Porque la cuestión no se circunscribe a un dilema entre prostitución sí o prostitución no, drogas sí o drogas no. El debate real, el peligroso para muchos, el más esperado y necesario para todos, es el de libertad sí o libertad no. Si cae la primera ficha, si se accede a una reflexión conducente a una reforma legal, más adelante habrá que transgredir fronteras que tradicionalmente consideran sagradas, y el ritmo será imparable. Más adelante, por ejemplo, no se entendería que el Estado se negase a reintegrar al individuo la propiedad efectiva de su cuerpo y reconocer, entre otros muchos, el derecho a interrumpir el embarazo o al suicidio asistido. Sería incomprensible que tampoco se restaurase la soberanía económica de la persona, bajo el principio de que nadie es ni puede ser esclavo de la sociedad ni de sus delegados, y permitir así que los trabajadores dispongan del bruto de su renta, decidiendo libremente si quieren contribuir a la Seguridad Social o costearse una atención sanitaria privada, escoger entre el sistema público de pensiones o recurrir a la capitalización. Pagar sólo por lo que se contrata y no financiar a la fuerza a partidos políticos, sindicatos, empresas públicas, fundaciones u organizaciones religiosas con los que no tiene por qué estar de acuerdo. Más adelante, en conclusión, habrá que convertir al individuo en protagonista de su vida y no en un espectador pasivo. Habrá que convencer al Estado –y he aquí el auténtico reto– de que el hombre no es un ser propenso a la barbarie cuando recibe una sobredosis de libertad, sino que se transforma en un animal salvaje cuando las leyes lo acorralan en lugar de ampararle.

────────────────

**TAREA A**
Nombra todas las entidades que, según el fragmento sobre la libertad individual, nadie debería financiar a la fuerza.
**TAREA B**
Prosigue el fragmento sobre la libertad individual a partir de su última frase.
Las líneas que vienen no hacen falta.

Líneas sacadas de una colección
────────────────

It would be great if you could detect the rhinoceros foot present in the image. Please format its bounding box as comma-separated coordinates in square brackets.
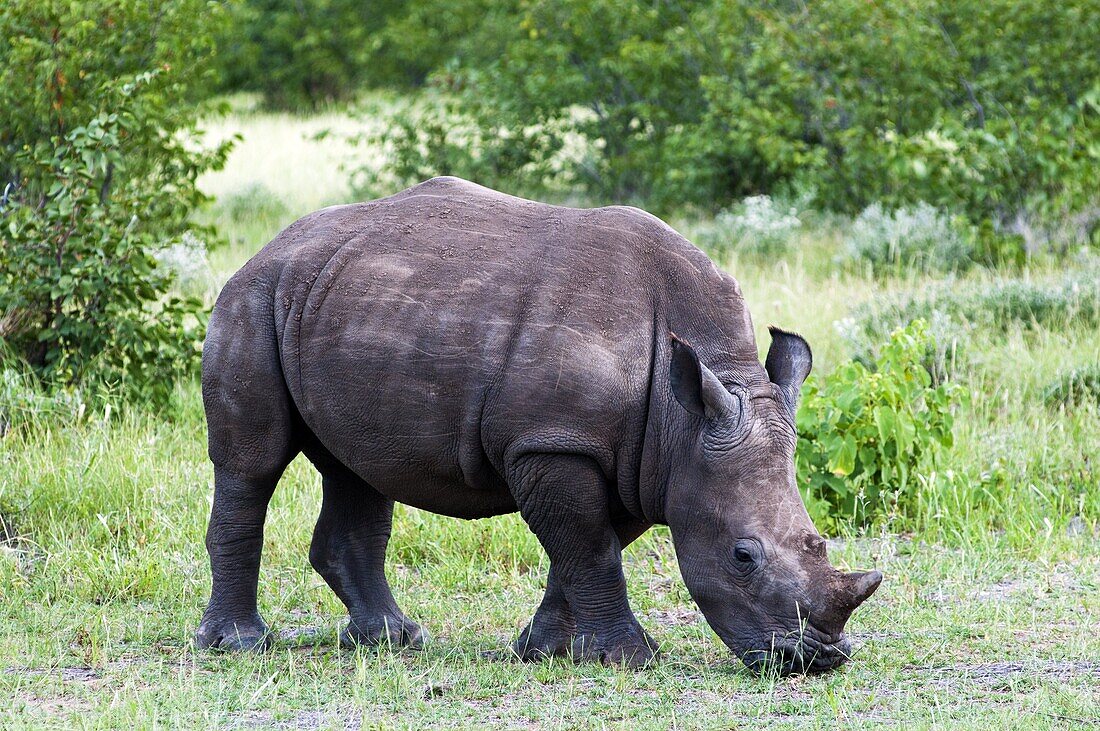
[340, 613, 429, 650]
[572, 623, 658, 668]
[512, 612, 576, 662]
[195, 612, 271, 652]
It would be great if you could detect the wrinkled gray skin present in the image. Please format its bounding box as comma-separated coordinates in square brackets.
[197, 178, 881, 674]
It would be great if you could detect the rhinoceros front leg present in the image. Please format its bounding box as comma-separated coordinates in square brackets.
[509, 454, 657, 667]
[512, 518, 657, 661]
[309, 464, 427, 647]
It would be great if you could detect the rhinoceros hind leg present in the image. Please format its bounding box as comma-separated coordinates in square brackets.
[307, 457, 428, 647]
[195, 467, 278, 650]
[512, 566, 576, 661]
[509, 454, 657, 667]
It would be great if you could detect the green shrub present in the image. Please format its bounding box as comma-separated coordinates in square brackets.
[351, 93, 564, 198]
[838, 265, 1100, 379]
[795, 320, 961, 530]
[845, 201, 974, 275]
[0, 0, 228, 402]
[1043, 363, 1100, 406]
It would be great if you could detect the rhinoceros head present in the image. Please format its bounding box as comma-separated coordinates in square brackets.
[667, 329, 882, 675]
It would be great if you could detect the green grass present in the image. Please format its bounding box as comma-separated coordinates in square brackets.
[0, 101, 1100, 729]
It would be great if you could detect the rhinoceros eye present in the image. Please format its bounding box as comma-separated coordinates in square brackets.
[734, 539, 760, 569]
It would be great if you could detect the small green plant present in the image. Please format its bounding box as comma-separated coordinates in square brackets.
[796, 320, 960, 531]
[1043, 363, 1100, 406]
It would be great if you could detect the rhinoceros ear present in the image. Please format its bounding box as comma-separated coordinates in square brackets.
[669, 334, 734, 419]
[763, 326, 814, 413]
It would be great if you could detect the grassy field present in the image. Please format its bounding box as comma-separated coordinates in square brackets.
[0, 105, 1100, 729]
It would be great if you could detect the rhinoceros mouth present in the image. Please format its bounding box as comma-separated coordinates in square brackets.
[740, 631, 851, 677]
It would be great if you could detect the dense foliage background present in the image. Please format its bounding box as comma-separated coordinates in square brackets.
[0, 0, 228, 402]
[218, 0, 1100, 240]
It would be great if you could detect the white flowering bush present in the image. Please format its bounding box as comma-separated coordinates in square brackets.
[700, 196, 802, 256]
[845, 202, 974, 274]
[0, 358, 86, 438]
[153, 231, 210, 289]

────────────────

**RESPUESTA A**
Partidos políticos, sindicatos, empresas públicas, fundaciones y organizaciones religiosas.

**RESPUESTA B**
Decir que queda mucho por hacer es quedarse corto. Y aunque la controversia sobre Eurovegas sea una oportunidad de oro, la pelota crucial está en nuestro tejado antes que en el Congreso. No en vano, el viejo senador cerraba su discurso con una petición. Honorables senadores, hemos cambiado el mundo. Cambiemos también nosotros.